• Your instructions:
Reproduce the following records verbatim, omitting the pictures from your answer.

* * *

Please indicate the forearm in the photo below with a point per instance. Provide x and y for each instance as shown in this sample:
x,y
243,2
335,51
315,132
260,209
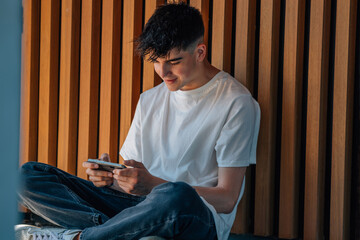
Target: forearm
x,y
225,195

* * *

• Answer:
Please indicate the forearm in the photo below with a point per instance. Provide x and y for each instance as shown in this sample:
x,y
243,2
335,51
315,132
260,209
Target: forearm
x,y
225,195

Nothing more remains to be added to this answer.